:: Data in this exercise

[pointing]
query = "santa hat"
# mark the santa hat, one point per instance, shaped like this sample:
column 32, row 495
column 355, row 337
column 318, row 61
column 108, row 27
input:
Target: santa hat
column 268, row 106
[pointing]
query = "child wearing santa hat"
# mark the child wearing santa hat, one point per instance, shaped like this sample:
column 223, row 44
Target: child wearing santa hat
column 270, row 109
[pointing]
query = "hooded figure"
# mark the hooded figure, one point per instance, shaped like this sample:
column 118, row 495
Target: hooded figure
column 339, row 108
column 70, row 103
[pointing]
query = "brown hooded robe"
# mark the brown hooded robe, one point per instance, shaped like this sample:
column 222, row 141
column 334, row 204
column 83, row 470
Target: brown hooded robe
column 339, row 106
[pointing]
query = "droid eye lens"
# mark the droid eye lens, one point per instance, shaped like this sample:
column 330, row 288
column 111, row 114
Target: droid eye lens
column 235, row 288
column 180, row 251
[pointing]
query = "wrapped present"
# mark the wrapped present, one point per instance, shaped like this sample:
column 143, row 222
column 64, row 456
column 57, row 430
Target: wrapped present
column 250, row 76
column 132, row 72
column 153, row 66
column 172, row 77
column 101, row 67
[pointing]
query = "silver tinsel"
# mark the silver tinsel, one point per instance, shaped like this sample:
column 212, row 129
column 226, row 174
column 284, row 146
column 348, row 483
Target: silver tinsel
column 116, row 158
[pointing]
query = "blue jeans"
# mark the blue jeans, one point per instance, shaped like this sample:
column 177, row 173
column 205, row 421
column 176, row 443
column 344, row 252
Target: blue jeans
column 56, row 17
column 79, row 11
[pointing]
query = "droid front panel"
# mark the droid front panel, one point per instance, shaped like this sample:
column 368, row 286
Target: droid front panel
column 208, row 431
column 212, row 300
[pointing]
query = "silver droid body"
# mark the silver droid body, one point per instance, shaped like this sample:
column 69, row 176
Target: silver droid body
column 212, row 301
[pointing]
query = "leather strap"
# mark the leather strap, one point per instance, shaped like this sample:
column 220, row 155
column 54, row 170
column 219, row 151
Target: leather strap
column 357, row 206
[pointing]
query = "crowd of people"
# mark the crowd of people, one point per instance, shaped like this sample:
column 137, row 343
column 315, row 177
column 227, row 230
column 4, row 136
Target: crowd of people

::::

__Requirements__:
Rewrite all of the material above as a Markdown table with the columns "Index" and "Entry". Number each line in order under Index, place the line itself under Entry, and leave out any blank lines.

__Full output__:
| Index | Entry |
|---|---|
| 1 | [pointing] |
| 2 | query = "santa hat" |
| 3 | # mark the santa hat, one point per instance, shaped like this sample: |
| 4 | column 32, row 495 |
| 5 | column 355, row 337 |
| 6 | column 318, row 61 |
| 7 | column 108, row 27 |
| 8 | input: |
| 9 | Target: santa hat |
| 10 | column 268, row 106 |
| 11 | [pointing] |
| 12 | query = "child wearing santa hat" |
| 13 | # mark the child wearing santa hat, one point per instance, shaped like this sample: |
| 14 | column 223, row 44 |
| 15 | Target: child wearing santa hat |
| 16 | column 270, row 109 |
| 17 | [pointing] |
| 18 | query = "hooded figure" |
| 19 | # mark the hooded figure, one point per instance, shaped like this sample: |
| 20 | column 118, row 495 |
| 21 | Target: hooded figure |
| 22 | column 339, row 108 |
| 23 | column 70, row 103 |
| 24 | [pointing] |
| 25 | query = "brown hooded robe" |
| 26 | # mark the brown hooded robe, one point per instance, shaped like this sample: |
| 27 | column 222, row 141 |
| 28 | column 334, row 204 |
| 29 | column 83, row 470 |
| 30 | Target: brown hooded robe |
| 31 | column 339, row 106 |
| 32 | [pointing] |
| 33 | query = "droid eye lens" |
| 34 | # mark the droid eye lens, one point per instance, shaped like this sample: |
| 35 | column 330, row 288 |
| 36 | column 111, row 114 |
| 37 | Target: droid eye lens |
| 38 | column 235, row 288 |
| 39 | column 180, row 251 |
| 40 | [pointing] |
| 41 | query = "wrapped present" |
| 42 | # mark the wrapped present, one point per instance, shaped like this sample: |
| 43 | column 143, row 222 |
| 44 | column 64, row 456 |
| 45 | column 57, row 430 |
| 46 | Target: wrapped present |
| 47 | column 250, row 76 |
| 48 | column 132, row 72 |
| 49 | column 153, row 66 |
| 50 | column 172, row 77 |
| 51 | column 101, row 67 |
| 52 | [pointing] |
| 53 | query = "silver tinsel" |
| 54 | # mark the silver tinsel, one point per instance, shaped like this sample: |
| 55 | column 212, row 129 |
| 56 | column 226, row 174 |
| 57 | column 284, row 146 |
| 58 | column 348, row 483 |
| 59 | Target: silver tinsel |
| 60 | column 116, row 158 |
| 61 | [pointing] |
| 62 | query = "blue jeans" |
| 63 | # mark the blue jeans, one point per instance, shaped like this sample: |
| 64 | column 177, row 173 |
| 65 | column 205, row 421 |
| 66 | column 176, row 443 |
| 67 | column 344, row 252 |
| 68 | Target: blue jeans |
| 69 | column 56, row 17 |
| 70 | column 79, row 11 |
| 71 | [pointing] |
| 72 | query = "droid front panel" |
| 73 | # mark the droid front panel, one point per instance, shaped like this sample: |
| 74 | column 368, row 286 |
| 75 | Target: droid front panel |
| 76 | column 208, row 431 |
| 77 | column 212, row 300 |
| 78 | [pointing] |
| 79 | query = "silver droid body" |
| 80 | # mark the silver droid body, one point per instance, shaped like this sample: |
| 81 | column 69, row 176 |
| 82 | Target: silver droid body |
| 83 | column 212, row 301 |
| 84 | [pointing] |
| 85 | query = "leather strap" |
| 86 | # mark the leather strap, one point per instance, shaped like this sample: |
| 87 | column 220, row 155 |
| 88 | column 54, row 170 |
| 89 | column 219, row 151 |
| 90 | Target: leather strap |
| 91 | column 357, row 206 |
| 92 | [pointing] |
| 93 | query = "crowd of people" |
| 94 | # mark the crowd of people, one point per instance, shaped like this sample: |
| 95 | column 137, row 343 |
| 96 | column 315, row 177 |
| 97 | column 227, row 230 |
| 98 | column 4, row 136 |
| 99 | Target: crowd of people |